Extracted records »
.....

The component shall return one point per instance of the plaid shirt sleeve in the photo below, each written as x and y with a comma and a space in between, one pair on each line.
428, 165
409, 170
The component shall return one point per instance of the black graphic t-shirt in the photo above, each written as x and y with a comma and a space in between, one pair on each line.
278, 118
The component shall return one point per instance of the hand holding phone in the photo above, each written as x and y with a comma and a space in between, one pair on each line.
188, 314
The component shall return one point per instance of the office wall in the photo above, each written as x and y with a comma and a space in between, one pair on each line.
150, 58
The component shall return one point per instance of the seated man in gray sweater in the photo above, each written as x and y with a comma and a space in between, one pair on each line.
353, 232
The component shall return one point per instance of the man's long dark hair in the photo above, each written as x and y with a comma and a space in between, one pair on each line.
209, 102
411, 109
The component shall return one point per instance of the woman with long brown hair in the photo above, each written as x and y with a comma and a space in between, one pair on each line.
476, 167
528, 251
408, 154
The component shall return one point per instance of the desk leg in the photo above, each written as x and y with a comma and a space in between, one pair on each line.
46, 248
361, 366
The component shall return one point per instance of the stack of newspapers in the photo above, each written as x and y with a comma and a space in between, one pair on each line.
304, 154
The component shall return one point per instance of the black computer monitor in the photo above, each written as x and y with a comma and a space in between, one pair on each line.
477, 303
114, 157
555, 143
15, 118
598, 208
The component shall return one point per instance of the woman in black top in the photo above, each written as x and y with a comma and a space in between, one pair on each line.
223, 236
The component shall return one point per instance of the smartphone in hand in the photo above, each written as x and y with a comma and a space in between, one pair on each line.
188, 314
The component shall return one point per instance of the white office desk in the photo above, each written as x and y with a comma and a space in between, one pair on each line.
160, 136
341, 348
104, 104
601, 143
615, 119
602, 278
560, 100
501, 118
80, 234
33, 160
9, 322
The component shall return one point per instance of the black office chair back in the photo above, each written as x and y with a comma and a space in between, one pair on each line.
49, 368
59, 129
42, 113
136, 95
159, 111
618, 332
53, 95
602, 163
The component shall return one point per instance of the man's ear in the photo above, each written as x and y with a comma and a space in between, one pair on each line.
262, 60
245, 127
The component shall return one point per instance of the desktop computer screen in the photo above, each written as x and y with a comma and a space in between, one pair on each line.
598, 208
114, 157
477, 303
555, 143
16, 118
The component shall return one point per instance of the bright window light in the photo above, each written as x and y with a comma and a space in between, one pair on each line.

.....

EXERCISE DETAILS » Repeat all the records. Match each line exactly.

TASK SOLUTION »
The component shall return one point per instance of the plaid shirt sleeve in the photo below, each written as x and y with a comma and a space in between, one pair on each line.
428, 165
409, 170
The component shall return one point per instance of the black graphic t-shirt in the photo above, each written as x and y with a comma and a space in between, one pair on each line.
278, 118
The component shall return one point per instance of the hand holding phone in the photo above, each written as x and y with a comma and a space in between, one pair on each line.
188, 314
The component shall return one point per instance of the office wall in the photo above, each written as x and y with a comma and a space in between, one pair on each line.
150, 58
The component shall return one point per instance of the seated man in gray sweater in the photo above, each written as x and y with a comma and a space in between, one pair on each line.
353, 232
The component shall return one point per instance of the man's long dark hair in the photo above, each written as x and y with a comma and a space in between, one pair on each line.
209, 102
411, 109
The component shall return one point per instance of the woman with long brown hair in the photo above, each written as x and y with a comma and a space in between, one pair on each line.
476, 167
528, 251
408, 154
The component shall return one point per instance of the desk leg in the photo above, each written as x and y with a comma and a space in between, one pair on each line.
46, 248
361, 366
The component shall return one point per instance of the stack of newspapers in the photo above, each written as x and y with a comma and a space in between, one pair on each line.
304, 154
The component shall return one point per instance of the black computer monitor in the photo above, each written as x and y with a comma and a space in between, one pair on each line.
477, 303
114, 157
555, 143
15, 118
598, 208
The component shall return one point per instance of the woman in black top in the photo above, each written as x and y with a comma and a space in between, one pair on each line.
223, 236
The component shall return one point per instance of the smartphone in hand in the photo above, each written as x and y with a comma and a space in between, one pair on each line.
188, 314
The component shall return one point per instance of the white office desk in the photo above, each written as x and y with a comma and a space in between, one pair on each line.
160, 136
341, 348
104, 104
601, 143
615, 119
602, 278
560, 100
501, 118
80, 234
33, 160
9, 322
The component shall return one point per instance of the black office chair back in the photo above, each written as x and y with a comma and a space in between, one pair on each line.
49, 368
59, 129
42, 113
136, 95
159, 111
618, 332
53, 95
602, 163
The component shall return one point per instance of the man's ear in the photo above, each written as x and y with a comma and a space in between, one pair on each line.
262, 60
245, 127
The component shall return one point per instance of the desktop computer screen in the photo above, each written as x and y with a comma and a space in between, one pair on each line.
598, 208
114, 157
477, 303
555, 143
16, 118
The component shall return one point per instance of the bright window light in the photo above, each written as x and y with a comma and a space in between, one pair on each line.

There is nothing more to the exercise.